In the part of the material that opens with the line containing "Mark every instance of the banner" and closes with the line containing "pixel 355 229", switch "fender" to "mudguard". Write out only those lines again, leaving everything else unchanged.

──────── Material

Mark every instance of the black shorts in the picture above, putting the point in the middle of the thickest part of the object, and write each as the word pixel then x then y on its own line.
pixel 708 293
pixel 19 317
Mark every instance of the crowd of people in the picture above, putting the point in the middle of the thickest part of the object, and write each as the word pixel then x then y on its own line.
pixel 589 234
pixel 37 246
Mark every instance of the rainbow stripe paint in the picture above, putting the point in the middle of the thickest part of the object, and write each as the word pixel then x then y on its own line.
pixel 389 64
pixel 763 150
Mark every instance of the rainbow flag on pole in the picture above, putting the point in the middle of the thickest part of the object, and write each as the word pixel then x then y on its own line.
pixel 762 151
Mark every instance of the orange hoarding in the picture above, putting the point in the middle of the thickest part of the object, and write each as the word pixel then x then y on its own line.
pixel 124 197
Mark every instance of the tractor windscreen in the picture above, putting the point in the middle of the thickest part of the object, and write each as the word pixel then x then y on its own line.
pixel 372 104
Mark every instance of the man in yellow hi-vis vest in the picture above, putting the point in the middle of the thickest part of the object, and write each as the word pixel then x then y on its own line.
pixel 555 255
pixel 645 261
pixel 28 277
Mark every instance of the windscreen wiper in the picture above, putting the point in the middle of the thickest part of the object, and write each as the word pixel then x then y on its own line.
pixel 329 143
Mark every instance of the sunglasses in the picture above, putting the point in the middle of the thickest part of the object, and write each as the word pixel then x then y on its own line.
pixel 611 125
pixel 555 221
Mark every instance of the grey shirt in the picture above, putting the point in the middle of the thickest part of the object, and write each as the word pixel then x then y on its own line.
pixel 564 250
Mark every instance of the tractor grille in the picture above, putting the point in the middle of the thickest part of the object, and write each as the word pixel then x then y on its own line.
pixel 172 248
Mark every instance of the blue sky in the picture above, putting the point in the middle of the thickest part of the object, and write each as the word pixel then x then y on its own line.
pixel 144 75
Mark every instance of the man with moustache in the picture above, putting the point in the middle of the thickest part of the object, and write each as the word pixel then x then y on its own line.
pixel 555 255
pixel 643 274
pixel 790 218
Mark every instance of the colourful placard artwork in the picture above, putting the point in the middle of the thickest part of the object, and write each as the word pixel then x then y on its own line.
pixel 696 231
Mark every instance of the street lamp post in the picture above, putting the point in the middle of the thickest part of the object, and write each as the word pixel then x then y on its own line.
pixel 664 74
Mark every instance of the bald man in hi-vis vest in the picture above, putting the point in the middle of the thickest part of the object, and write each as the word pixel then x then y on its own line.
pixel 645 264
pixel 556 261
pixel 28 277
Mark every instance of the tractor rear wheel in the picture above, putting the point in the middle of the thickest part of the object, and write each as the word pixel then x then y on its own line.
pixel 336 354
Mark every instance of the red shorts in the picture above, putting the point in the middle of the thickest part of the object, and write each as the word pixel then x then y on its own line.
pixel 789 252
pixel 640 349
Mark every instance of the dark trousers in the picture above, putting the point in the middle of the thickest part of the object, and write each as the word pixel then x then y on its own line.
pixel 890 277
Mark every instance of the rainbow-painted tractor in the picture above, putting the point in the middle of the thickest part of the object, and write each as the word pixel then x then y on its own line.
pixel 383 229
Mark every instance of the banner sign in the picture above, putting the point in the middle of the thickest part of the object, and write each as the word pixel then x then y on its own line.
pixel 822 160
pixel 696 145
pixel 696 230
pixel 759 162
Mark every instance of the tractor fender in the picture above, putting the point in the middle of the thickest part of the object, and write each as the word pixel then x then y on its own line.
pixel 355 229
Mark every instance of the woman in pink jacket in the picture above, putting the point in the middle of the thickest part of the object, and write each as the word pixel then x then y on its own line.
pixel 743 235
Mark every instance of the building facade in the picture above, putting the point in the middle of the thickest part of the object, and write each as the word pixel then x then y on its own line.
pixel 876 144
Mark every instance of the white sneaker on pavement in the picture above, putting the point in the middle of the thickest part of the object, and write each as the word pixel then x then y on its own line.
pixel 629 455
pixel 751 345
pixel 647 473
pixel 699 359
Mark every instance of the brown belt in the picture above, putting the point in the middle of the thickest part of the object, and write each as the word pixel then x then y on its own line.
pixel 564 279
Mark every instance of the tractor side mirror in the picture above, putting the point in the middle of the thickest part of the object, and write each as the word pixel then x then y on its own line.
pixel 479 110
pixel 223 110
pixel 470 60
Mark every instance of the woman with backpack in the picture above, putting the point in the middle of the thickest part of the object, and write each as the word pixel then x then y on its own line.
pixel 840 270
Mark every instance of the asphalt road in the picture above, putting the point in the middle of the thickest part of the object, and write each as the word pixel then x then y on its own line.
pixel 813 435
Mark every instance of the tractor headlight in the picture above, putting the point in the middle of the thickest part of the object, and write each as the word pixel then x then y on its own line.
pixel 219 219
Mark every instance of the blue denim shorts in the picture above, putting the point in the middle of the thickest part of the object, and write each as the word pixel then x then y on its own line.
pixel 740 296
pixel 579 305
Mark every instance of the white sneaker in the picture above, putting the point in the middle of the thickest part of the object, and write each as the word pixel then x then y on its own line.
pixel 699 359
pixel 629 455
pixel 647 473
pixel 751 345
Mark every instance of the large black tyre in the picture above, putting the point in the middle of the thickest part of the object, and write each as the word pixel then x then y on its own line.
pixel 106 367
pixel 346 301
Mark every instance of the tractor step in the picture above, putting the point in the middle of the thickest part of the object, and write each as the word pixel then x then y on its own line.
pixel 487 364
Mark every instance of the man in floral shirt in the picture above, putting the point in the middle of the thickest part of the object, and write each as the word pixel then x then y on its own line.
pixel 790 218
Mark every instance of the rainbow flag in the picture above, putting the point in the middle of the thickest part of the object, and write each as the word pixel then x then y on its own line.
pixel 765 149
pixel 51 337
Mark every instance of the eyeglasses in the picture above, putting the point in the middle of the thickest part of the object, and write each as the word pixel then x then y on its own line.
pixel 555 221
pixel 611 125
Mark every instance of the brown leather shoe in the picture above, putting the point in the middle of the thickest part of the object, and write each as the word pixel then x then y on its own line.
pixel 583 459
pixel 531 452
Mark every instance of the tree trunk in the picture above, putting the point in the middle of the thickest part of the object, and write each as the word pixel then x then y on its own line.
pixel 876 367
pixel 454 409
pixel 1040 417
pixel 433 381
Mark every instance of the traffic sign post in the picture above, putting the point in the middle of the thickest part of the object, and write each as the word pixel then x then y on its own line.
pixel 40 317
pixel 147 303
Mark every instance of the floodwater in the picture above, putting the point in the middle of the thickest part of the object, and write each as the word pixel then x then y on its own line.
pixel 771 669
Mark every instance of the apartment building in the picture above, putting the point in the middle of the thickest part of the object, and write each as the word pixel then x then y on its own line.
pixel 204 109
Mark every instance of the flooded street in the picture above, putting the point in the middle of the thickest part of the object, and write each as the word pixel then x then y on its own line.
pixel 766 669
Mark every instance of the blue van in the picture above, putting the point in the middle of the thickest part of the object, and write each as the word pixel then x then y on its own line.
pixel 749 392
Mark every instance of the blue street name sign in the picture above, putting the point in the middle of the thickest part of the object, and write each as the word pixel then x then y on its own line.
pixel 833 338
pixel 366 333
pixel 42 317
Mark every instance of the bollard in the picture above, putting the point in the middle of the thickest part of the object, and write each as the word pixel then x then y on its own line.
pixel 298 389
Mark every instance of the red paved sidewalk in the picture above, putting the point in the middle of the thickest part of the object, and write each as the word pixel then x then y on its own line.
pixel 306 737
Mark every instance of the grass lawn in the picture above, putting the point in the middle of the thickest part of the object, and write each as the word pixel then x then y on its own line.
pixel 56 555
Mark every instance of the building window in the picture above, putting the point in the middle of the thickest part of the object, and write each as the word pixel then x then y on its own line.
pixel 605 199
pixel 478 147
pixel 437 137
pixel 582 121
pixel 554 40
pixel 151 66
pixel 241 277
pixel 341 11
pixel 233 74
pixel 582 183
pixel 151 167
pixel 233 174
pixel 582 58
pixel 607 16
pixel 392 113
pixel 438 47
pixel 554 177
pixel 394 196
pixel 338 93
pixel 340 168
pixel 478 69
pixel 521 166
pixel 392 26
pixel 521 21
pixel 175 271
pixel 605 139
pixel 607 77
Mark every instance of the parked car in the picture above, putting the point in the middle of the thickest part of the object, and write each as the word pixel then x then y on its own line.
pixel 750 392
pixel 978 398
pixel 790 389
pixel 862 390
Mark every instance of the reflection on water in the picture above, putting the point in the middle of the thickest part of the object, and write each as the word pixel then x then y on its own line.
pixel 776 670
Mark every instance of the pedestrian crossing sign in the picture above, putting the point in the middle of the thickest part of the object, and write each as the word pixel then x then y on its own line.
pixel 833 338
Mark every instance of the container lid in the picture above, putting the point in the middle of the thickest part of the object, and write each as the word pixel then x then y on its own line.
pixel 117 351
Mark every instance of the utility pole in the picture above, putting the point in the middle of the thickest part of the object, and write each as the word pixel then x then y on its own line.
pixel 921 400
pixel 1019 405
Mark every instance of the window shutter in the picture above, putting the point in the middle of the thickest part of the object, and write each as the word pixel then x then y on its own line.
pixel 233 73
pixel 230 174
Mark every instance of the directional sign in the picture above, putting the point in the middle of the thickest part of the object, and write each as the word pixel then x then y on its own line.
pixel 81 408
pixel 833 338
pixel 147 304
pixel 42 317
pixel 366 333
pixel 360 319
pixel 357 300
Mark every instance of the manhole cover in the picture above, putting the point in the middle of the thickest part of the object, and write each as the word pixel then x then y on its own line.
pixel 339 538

────────────────

* _Expected answer_
Mark every instance of the banner sign in the picture above, putting the point in the middle of the thickest part of the object, and write each as the word pixel then x then y on its own line.
pixel 822 160
pixel 696 145
pixel 696 230
pixel 759 162
Mark every instance of the tractor mudguard in the picture above, putting the point in the middle of the thickest part of the object, and write each as the word pixel then x then y on its own line.
pixel 355 229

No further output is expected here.